*** Block opens ***

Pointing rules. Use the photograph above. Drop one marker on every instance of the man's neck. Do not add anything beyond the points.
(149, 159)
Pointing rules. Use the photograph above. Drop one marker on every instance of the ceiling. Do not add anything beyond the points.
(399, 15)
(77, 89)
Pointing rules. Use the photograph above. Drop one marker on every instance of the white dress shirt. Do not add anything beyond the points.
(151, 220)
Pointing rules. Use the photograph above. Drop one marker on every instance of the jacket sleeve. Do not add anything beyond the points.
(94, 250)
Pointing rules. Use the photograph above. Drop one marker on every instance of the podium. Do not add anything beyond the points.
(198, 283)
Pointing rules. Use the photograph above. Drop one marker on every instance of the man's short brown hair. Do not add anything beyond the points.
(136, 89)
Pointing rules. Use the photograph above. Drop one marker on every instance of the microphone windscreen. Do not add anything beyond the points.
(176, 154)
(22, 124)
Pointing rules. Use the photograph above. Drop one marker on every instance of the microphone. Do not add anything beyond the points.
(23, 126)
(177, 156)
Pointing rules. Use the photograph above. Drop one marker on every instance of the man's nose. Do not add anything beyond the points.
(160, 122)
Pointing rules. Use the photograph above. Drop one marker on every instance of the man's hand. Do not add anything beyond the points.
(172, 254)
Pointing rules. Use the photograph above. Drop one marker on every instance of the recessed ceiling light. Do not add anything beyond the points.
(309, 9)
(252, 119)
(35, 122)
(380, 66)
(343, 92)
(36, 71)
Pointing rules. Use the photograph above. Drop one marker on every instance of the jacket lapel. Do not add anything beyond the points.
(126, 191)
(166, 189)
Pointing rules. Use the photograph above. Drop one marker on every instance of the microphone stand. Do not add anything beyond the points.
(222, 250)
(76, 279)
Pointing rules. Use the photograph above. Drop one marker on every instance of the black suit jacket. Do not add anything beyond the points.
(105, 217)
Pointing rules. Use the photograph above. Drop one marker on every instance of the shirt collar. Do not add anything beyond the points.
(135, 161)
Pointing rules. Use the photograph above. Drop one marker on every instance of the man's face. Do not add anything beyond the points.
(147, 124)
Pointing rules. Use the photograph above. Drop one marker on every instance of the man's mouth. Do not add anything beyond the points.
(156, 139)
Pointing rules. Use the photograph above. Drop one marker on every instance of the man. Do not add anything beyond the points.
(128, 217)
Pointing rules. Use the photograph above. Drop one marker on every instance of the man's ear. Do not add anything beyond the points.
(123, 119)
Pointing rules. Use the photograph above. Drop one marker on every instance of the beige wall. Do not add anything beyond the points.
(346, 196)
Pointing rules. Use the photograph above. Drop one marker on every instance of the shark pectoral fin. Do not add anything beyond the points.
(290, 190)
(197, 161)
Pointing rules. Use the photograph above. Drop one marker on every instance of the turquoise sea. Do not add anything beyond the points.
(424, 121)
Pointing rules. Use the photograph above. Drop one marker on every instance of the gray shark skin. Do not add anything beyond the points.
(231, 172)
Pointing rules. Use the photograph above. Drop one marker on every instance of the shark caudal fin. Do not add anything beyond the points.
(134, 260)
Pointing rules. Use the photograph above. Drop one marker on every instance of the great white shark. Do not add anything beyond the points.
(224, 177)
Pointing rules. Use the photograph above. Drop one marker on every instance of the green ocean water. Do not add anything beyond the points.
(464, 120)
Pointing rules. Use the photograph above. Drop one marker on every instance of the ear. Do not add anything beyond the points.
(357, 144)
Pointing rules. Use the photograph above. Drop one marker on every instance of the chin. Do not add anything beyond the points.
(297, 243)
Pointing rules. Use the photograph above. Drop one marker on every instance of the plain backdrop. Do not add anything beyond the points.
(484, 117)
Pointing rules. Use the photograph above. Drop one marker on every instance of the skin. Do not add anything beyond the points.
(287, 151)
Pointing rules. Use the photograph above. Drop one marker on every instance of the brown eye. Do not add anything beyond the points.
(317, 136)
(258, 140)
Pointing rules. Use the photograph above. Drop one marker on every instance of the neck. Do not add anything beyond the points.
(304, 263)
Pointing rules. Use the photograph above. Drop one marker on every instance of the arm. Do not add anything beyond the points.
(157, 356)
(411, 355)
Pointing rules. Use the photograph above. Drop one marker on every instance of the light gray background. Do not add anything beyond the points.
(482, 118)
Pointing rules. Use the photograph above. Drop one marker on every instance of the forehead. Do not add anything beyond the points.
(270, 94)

*** Block closes ***

Exact copy required. Repeat the material above in full.

» ANSWER
Pointing rules. Use the photograph above. Drop one marker on every instance of the man's neck. Do not add anything beyond the points.
(149, 159)
Pointing rules. Use the photograph above. Drop one marker on every instance of the ceiling. Do not add anything beyond the points.
(399, 15)
(77, 89)
Pointing rules. Use the photograph above. Drop one marker on every instance of the white dress shirt. Do not add anything beyond the points.
(151, 220)
Pointing rules. Use the photograph above. Drop one marker on every instance of the jacket sleeve. Do not add anything beyond the points.
(94, 250)
Pointing rules. Use the photograph above. Drop one marker on every instance of the podium. Do not add anything beyond the points.
(198, 283)
Pointing rules. Use the photograph above. Drop one marker on every instance of the man's short brown hair. Do not add anything beyond the points.
(136, 89)
Pointing rules. Use the photograph above. Drop one marker on every instance of the microphone windscreen. Do not add anything beyond the points.
(176, 154)
(22, 124)
Pointing rules. Use the photograph above. Drop one marker on every instance of the microphone. Do not add anything beyond the points.
(23, 126)
(177, 156)
Pointing rules. Use the photograph above. Drop one marker on every instance of the man's nose. Do not add anything beyond the points.
(160, 122)
Pointing rules. Use the photograph above. Drop one marker on every instance of the man's hand. Do not add anything beyond the points.
(172, 254)
Pointing rules. Use the photograph above. Drop one marker on every instance of the recessed ceiling light. Do not add anything beyond the points.
(309, 9)
(252, 119)
(35, 122)
(380, 66)
(343, 92)
(36, 71)
Pointing rules. Use the photograph above. Drop one marker on every instance of the jacket lapel. Do not add anything beyond the points.
(126, 191)
(166, 189)
Pointing rules. Use the photograph above. Drop one marker on every instance of the microphone stand. Do not add anything beyond the points.
(222, 250)
(76, 279)
Pointing rules. Use the photograph above. Drop one marker on every instance of the black suit jacket. Do not add anything beyond the points.
(105, 217)
Pointing rules. Use the photograph above. Drop one marker on every instance of the shirt collar. Do not add anything beyond the points.
(135, 161)
Pointing rules. Use the photograph above. Drop one marker on every instance of the man's face. Do not add anything beyond the points.
(147, 124)
Pointing rules. Use the photograph above. Drop one marker on every instance of the man's mouth. Do not add anything beyond the points.
(156, 139)
Pointing rules. Use the photograph above. Drop one marker on every instance of the man. Do not add anything beyond the points.
(128, 217)
Pointing rules. Use the photograph above. Drop one marker on every instance of the man's ear. Do not add anything beyond the points.
(123, 119)
Pointing rules. Use the photograph above. Drop one marker on every instance of the beige wall. Do not add anything beyond the points.
(346, 196)
Pointing rules. Use the photograph above. Drop one marker on every instance of the shark pectoral fin. Do not add anything beyond the points.
(290, 190)
(197, 161)
Pointing rules. Use the photograph above. Drop one marker on every instance of the turquoise sea. Do not add anything beyond the points.
(424, 121)
Pointing rules. Use the photograph above. Drop one marker on every instance of the gray shark skin. Do not add anything beyond the points.
(231, 172)
Pointing rules. Use the photograph above. Drop one marker on every instance of the shark caudal fin. Do not add anything beyond the points.
(134, 260)
Pointing rules. Use the photograph above. Drop one marker on every instance of the great white shark. Do not add anything beyond the points.
(224, 177)
Pointing rules. Use the photograph above. Drop one marker on every instance of the green ocean water. Do not add anything beyond the points.
(464, 120)
Pointing rules. Use the photograph above. Drop one marker on every instance of the ear. Do not add anything beyond the points.
(357, 144)
Pointing rules. Use the photograph above. Drop one marker on every instance of the chin. Do not add anything beyond the points.
(297, 243)
Pointing rules. Use the photograph above. Drop one marker on every instance of the plain backdrop. Do not add anything beyond the points.
(484, 117)
Pointing rules. Use the photograph above. Drop one marker on every instance of the skin. Do not add anything beyond the points.
(287, 151)
Pointing rules. Use the photograph above. Drop one marker on every instance of the brown eye. Do not add anything beyond the points.
(317, 136)
(258, 140)
Pointing rules. Use the photograph above. Drop one marker on every instance of the neck. Do not add anything beyond the points.
(304, 263)
Pointing rules. Use the photograph above. Drop one marker on every instance of the arm. Do not add anything beyond the points.
(157, 356)
(411, 355)
Pointing rules. Use the photograph above. Drop one marker on every instance of the light gray background. Do not add anything beyond the points.
(482, 118)
Pointing rules. Use the photograph above. Drop one marker on every instance of the forehead. Do not add anything beyond the points.
(270, 94)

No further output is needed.